Activity: For the records below, output every line from the one holding "positive clicks: (474, 323) (454, 297)" through the final line, unaltered, and no other lines.

Information provided:
● ● ● ●

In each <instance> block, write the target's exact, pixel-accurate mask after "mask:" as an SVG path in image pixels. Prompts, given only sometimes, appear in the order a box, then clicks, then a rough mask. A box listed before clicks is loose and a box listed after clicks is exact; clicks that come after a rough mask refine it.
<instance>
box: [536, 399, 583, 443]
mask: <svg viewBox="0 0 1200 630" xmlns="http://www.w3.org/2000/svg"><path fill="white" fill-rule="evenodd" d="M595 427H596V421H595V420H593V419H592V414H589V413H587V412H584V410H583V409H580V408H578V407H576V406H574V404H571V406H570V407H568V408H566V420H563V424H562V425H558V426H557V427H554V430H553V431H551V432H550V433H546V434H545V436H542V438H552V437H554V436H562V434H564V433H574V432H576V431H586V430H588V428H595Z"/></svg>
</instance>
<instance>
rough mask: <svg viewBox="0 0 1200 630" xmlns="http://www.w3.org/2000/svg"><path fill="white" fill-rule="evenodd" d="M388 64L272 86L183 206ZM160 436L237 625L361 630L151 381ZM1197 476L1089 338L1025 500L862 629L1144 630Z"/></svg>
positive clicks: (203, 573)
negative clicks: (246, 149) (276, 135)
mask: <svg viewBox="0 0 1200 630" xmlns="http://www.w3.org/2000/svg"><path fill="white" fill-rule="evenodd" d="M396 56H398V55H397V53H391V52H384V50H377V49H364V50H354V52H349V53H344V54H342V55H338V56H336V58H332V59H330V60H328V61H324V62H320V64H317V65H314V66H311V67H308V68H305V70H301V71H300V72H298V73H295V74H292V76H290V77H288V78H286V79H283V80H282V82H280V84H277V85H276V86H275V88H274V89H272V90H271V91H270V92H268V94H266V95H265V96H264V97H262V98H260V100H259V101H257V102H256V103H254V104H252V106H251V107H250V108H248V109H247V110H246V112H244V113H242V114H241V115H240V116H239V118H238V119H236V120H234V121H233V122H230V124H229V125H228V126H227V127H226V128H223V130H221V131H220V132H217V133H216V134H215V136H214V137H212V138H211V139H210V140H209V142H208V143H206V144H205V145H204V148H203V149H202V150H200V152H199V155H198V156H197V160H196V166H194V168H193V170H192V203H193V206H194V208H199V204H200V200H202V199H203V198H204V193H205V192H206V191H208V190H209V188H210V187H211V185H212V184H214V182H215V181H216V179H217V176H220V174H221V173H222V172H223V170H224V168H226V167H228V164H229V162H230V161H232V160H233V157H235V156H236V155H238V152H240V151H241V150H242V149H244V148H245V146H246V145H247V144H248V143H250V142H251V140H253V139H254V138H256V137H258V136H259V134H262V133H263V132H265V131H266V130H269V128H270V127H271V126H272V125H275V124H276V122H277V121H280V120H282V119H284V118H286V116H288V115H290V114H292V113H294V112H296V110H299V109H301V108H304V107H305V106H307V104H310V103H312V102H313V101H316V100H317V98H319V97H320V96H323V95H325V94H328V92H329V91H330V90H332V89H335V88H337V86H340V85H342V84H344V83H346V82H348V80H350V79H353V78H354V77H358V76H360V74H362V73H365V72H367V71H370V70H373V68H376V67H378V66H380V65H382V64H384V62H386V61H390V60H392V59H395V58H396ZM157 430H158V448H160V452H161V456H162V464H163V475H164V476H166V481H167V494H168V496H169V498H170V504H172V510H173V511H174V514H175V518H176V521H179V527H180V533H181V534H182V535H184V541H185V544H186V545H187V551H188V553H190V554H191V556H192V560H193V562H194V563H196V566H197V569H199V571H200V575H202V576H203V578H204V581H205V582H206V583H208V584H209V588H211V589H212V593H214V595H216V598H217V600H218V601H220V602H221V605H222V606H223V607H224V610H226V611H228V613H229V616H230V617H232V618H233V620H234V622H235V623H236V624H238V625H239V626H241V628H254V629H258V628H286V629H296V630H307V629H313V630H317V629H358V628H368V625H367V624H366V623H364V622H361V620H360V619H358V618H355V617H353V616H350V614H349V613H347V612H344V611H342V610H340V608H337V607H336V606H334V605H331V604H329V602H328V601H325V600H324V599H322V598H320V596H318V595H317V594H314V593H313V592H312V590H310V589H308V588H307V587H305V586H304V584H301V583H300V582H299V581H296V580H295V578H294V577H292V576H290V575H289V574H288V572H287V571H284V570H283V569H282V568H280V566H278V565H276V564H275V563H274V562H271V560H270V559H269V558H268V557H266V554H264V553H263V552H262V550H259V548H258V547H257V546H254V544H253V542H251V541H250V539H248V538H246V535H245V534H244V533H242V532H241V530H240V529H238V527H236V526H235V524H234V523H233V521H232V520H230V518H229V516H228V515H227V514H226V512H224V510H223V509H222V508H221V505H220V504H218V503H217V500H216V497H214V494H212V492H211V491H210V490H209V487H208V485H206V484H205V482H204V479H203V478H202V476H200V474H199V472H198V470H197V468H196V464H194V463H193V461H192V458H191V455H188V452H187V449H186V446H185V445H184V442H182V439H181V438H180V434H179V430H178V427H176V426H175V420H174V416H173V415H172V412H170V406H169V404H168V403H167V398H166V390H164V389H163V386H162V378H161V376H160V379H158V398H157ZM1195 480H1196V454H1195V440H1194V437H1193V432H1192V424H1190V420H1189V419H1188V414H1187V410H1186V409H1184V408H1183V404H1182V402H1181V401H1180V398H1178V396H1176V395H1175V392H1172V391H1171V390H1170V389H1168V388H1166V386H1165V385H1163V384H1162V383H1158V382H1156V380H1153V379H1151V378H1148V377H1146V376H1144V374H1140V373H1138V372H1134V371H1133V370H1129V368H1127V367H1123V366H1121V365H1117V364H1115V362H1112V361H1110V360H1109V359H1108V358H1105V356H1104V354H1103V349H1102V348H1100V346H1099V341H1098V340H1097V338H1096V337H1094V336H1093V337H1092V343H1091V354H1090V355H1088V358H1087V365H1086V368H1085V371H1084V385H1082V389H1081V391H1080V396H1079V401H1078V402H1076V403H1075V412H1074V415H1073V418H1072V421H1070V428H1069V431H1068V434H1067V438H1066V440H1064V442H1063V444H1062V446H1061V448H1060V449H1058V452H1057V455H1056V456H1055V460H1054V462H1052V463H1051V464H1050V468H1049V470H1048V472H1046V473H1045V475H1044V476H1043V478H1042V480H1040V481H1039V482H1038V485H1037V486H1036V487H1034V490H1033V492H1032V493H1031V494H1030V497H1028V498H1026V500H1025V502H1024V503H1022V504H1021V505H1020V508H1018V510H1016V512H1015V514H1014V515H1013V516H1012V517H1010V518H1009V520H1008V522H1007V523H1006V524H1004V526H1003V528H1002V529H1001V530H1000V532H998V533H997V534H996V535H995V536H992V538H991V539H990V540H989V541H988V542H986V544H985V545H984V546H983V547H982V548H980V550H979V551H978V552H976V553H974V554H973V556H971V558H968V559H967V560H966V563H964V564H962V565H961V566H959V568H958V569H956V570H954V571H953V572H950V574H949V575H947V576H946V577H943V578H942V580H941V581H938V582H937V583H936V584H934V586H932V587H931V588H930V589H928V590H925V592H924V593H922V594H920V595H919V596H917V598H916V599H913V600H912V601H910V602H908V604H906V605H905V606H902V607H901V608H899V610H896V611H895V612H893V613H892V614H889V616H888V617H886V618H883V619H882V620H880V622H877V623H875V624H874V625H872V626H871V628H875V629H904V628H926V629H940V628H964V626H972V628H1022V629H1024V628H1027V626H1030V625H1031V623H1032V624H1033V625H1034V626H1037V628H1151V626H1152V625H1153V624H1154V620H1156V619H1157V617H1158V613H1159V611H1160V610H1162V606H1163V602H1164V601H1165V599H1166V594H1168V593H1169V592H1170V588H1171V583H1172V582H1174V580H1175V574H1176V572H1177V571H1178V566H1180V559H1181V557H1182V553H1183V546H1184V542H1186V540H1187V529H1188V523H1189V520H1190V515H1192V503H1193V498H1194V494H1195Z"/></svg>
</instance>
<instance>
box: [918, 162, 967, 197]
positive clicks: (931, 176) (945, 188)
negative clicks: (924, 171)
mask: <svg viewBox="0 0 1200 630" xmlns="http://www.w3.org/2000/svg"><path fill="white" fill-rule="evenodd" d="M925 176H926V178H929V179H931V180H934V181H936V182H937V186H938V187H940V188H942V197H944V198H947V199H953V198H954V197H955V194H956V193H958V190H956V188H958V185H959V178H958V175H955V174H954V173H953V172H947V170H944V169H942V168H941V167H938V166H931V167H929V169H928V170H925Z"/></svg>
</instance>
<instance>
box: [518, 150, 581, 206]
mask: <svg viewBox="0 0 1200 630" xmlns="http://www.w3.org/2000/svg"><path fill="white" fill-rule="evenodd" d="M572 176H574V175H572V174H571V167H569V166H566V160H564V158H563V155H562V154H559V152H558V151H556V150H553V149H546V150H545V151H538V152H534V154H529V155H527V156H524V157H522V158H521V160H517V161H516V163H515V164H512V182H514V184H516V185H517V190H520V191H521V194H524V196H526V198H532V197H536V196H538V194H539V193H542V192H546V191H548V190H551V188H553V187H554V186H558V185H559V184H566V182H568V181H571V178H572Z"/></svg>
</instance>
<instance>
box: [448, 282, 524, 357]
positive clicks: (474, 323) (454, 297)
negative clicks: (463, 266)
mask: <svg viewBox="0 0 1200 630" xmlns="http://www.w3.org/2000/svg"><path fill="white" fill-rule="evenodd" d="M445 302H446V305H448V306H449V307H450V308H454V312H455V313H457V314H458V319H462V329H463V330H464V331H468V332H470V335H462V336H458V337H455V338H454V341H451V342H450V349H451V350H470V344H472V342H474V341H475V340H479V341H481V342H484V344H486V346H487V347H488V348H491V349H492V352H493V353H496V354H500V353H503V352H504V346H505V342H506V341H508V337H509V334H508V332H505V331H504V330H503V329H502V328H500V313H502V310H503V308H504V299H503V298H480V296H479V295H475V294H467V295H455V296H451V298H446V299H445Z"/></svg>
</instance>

● ● ● ●

Answer section:
positive clicks: (474, 323) (454, 297)
negative clicks: (463, 266)
mask: <svg viewBox="0 0 1200 630" xmlns="http://www.w3.org/2000/svg"><path fill="white" fill-rule="evenodd" d="M445 302H446V305H448V306H449V307H450V308H454V312H455V313H457V314H458V319H462V329H463V330H464V331H468V332H470V335H462V336H458V337H455V338H454V341H451V342H450V349H451V350H470V344H472V342H474V341H475V340H479V341H481V342H484V344H486V346H487V347H488V348H491V349H492V352H493V353H496V354H500V353H503V352H504V346H505V342H506V341H508V337H509V334H508V332H505V331H504V330H503V329H502V328H500V313H502V310H503V308H504V299H503V298H480V296H479V295H475V294H467V295H455V296H451V298H446V299H445Z"/></svg>
</instance>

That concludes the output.